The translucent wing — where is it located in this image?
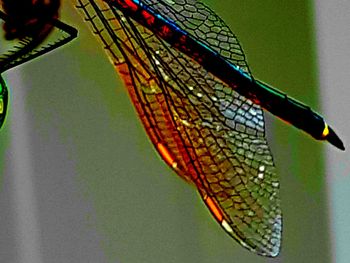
[78,0,282,256]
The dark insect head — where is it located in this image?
[1,0,60,40]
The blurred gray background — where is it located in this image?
[0,0,350,263]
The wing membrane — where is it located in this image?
[79,0,282,256]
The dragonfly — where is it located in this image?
[77,0,345,257]
[0,5,78,129]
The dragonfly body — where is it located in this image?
[106,0,345,150]
[0,0,344,257]
[77,0,344,256]
[0,75,8,129]
[78,0,282,256]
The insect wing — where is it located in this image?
[79,0,282,256]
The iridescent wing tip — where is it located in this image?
[325,126,345,151]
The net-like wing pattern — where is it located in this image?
[141,0,251,76]
[78,0,282,256]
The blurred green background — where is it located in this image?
[0,0,348,263]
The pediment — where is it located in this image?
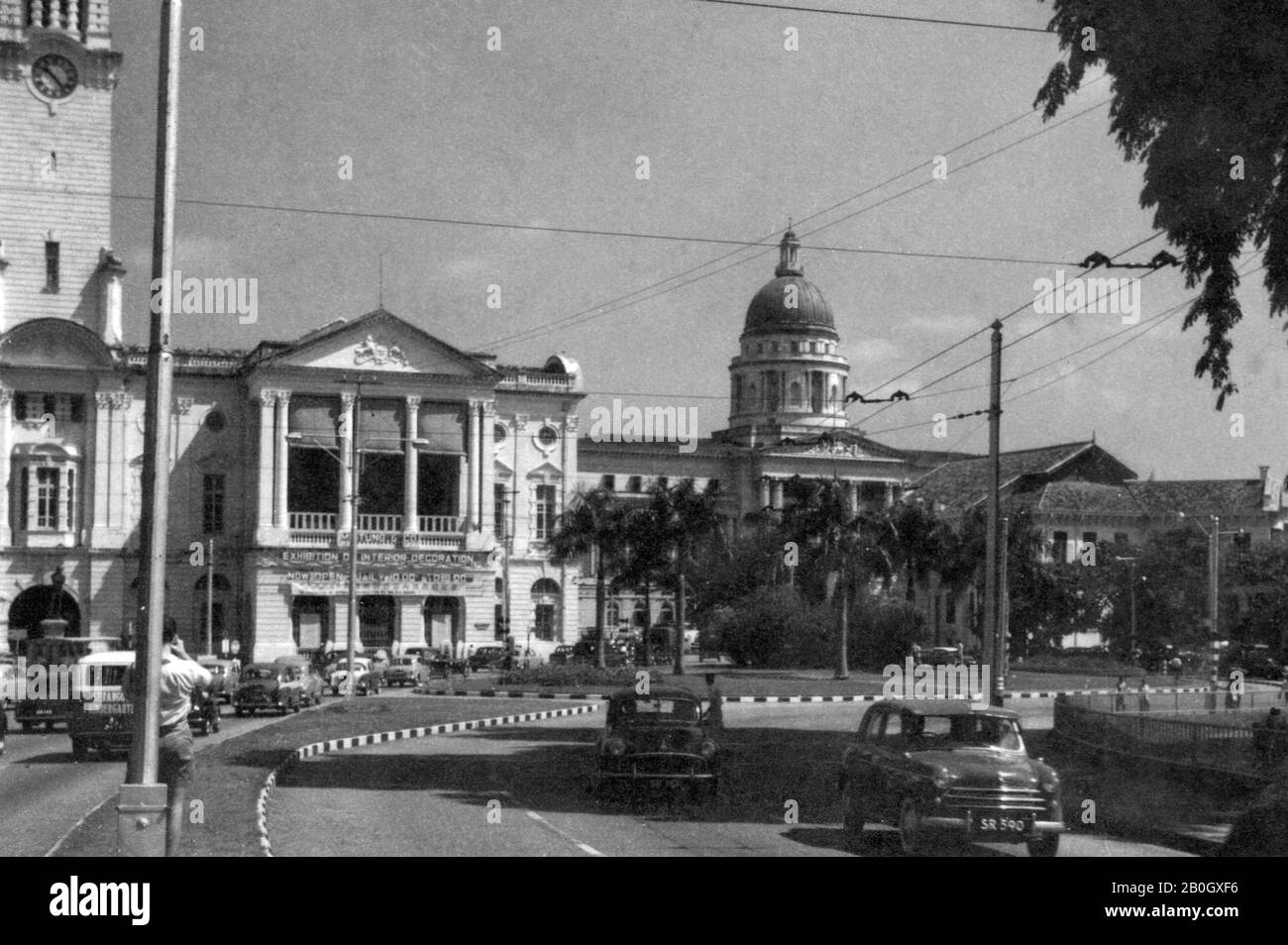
[273,309,496,379]
[0,318,115,370]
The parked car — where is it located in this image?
[327,657,381,695]
[0,657,18,712]
[840,699,1064,856]
[233,663,303,716]
[921,646,979,666]
[273,657,326,705]
[593,686,720,799]
[188,688,219,735]
[568,640,634,667]
[197,657,241,705]
[67,650,134,761]
[385,657,420,686]
[465,646,505,672]
[546,644,574,666]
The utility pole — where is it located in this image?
[117,0,183,856]
[983,321,1006,705]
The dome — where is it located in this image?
[742,275,838,338]
[742,227,838,339]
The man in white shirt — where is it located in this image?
[123,618,211,856]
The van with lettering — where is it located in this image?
[67,650,134,761]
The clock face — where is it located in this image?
[31,52,80,99]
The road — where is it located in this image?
[268,704,1181,856]
[0,705,319,856]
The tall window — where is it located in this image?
[201,472,224,534]
[36,469,59,529]
[533,485,559,541]
[492,482,506,538]
[13,391,85,424]
[46,240,58,292]
[532,604,555,640]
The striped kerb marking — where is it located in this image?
[255,692,606,856]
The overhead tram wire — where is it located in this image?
[863,262,1266,437]
[695,0,1056,39]
[859,231,1163,425]
[484,100,1109,352]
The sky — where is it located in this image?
[103,0,1288,478]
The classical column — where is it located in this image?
[91,392,112,533]
[255,390,277,528]
[273,390,291,528]
[0,385,13,547]
[336,394,357,535]
[107,390,133,528]
[403,396,420,534]
[467,400,482,530]
[480,400,496,534]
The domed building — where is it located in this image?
[726,231,850,443]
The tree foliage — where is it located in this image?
[1034,0,1288,409]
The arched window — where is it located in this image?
[532,578,563,640]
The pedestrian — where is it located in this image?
[705,672,724,731]
[1140,676,1154,712]
[1266,705,1288,768]
[121,618,211,856]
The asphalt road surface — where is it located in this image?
[0,705,319,856]
[268,704,1184,856]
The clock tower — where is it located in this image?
[0,0,125,345]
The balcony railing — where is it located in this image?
[288,512,464,549]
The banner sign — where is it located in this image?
[259,549,494,569]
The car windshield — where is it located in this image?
[905,714,1024,752]
[617,696,698,722]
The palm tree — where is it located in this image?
[649,478,722,676]
[785,478,894,680]
[550,488,622,670]
[621,502,670,666]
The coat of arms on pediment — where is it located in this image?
[353,335,407,367]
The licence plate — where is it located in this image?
[970,813,1033,837]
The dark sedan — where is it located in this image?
[233,663,303,716]
[593,686,720,799]
[840,699,1064,856]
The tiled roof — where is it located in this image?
[1126,478,1261,515]
[913,441,1095,508]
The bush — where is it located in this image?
[711,587,832,667]
[849,597,926,670]
[497,663,635,688]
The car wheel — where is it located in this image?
[1026,833,1060,856]
[899,797,924,856]
[841,785,870,841]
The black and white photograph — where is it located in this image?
[0,0,1288,900]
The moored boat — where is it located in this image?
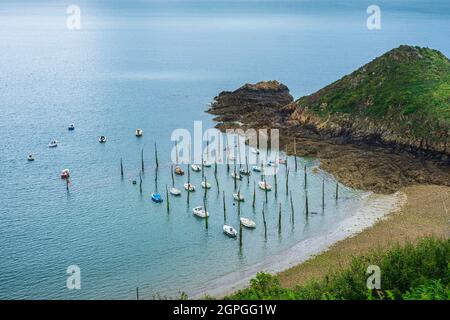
[61,169,70,179]
[223,225,237,238]
[184,182,195,191]
[169,187,181,196]
[240,218,256,229]
[192,206,209,218]
[258,181,272,191]
[174,166,184,176]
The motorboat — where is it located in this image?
[223,225,237,238]
[48,140,58,148]
[184,183,195,191]
[192,206,209,218]
[203,160,212,168]
[252,166,262,172]
[239,168,250,176]
[151,193,162,203]
[233,192,245,201]
[174,166,184,176]
[231,172,242,180]
[61,169,70,179]
[258,181,272,191]
[240,218,256,229]
[169,187,181,196]
[201,181,211,189]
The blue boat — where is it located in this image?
[152,193,162,203]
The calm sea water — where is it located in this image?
[0,1,450,299]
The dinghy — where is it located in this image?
[239,168,250,176]
[233,192,245,201]
[258,181,272,191]
[151,193,162,203]
[174,166,184,176]
[184,183,195,191]
[240,218,256,229]
[201,181,211,189]
[169,187,181,196]
[223,225,237,238]
[231,172,242,180]
[48,140,58,148]
[252,166,261,172]
[61,169,70,179]
[192,206,209,218]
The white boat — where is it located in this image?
[201,181,211,189]
[240,218,256,228]
[233,192,245,201]
[184,183,195,191]
[231,172,242,180]
[48,140,58,148]
[203,160,212,168]
[252,166,262,172]
[258,181,272,191]
[239,168,250,176]
[192,206,209,218]
[223,225,237,238]
[169,187,181,196]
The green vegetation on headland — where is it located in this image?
[226,238,450,300]
[290,45,450,153]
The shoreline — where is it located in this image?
[192,192,406,299]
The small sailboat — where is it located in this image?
[174,166,184,176]
[201,181,211,189]
[203,160,212,168]
[231,172,242,180]
[252,166,262,172]
[184,183,195,191]
[151,193,163,203]
[258,181,272,191]
[169,187,181,196]
[240,218,256,229]
[192,206,209,218]
[239,168,250,176]
[233,192,245,201]
[223,225,237,238]
[61,169,70,179]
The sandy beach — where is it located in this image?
[190,188,407,299]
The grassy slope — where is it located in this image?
[298,46,450,144]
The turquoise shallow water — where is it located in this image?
[0,1,450,299]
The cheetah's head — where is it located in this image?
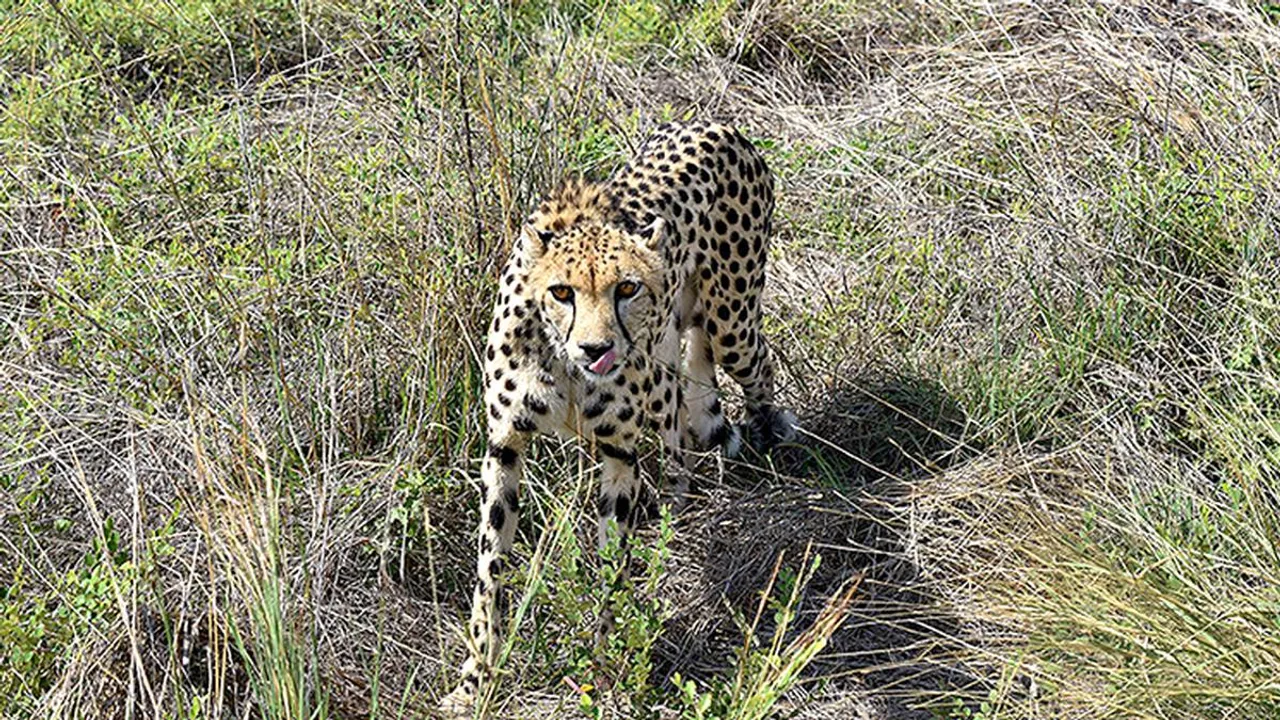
[525,219,664,379]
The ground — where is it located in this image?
[0,0,1280,720]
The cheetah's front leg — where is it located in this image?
[596,441,640,642]
[442,433,527,714]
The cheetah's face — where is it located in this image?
[526,220,663,378]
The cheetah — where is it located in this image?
[443,122,795,711]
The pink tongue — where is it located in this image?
[586,350,617,375]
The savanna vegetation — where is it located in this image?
[0,0,1280,720]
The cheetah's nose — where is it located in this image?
[577,341,614,375]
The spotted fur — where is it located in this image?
[445,122,794,710]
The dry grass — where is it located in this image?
[0,0,1280,720]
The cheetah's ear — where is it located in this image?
[636,217,667,250]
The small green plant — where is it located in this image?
[672,550,861,720]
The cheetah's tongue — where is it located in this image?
[586,350,617,375]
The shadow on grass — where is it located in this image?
[657,374,977,717]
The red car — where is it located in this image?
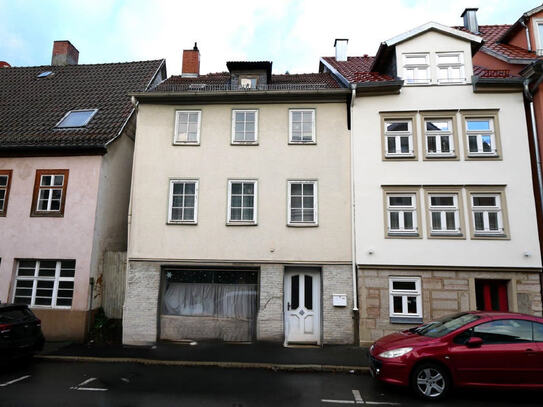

**Aim**
Copy out the lines of the entries above, beginning with the line containing "The white boat" and continuing through the line containing "[190,188,407,299]", both included.

**Exercise response**
The white boat — where is it located in this image?
[201,181,211,189]
[240,218,256,228]
[233,192,245,201]
[184,183,195,191]
[231,172,242,180]
[48,140,58,148]
[203,160,212,168]
[252,166,262,172]
[258,181,272,191]
[239,168,250,176]
[192,206,209,218]
[223,225,237,238]
[169,187,181,196]
The green vegetation on headland — where is it located in this image?
[226,238,450,300]
[290,45,450,153]
The shoreline — where is it located in this image?
[192,192,406,299]
The small sailboat — where is it located in this image?
[174,166,184,176]
[201,181,211,189]
[203,160,212,168]
[231,172,242,180]
[252,166,262,172]
[184,183,195,191]
[151,193,163,203]
[258,181,272,191]
[169,187,181,196]
[240,218,256,229]
[192,206,209,218]
[239,168,250,176]
[233,192,245,201]
[223,225,237,238]
[61,169,70,179]
The sandy beach — where is it located in this image?
[190,188,407,299]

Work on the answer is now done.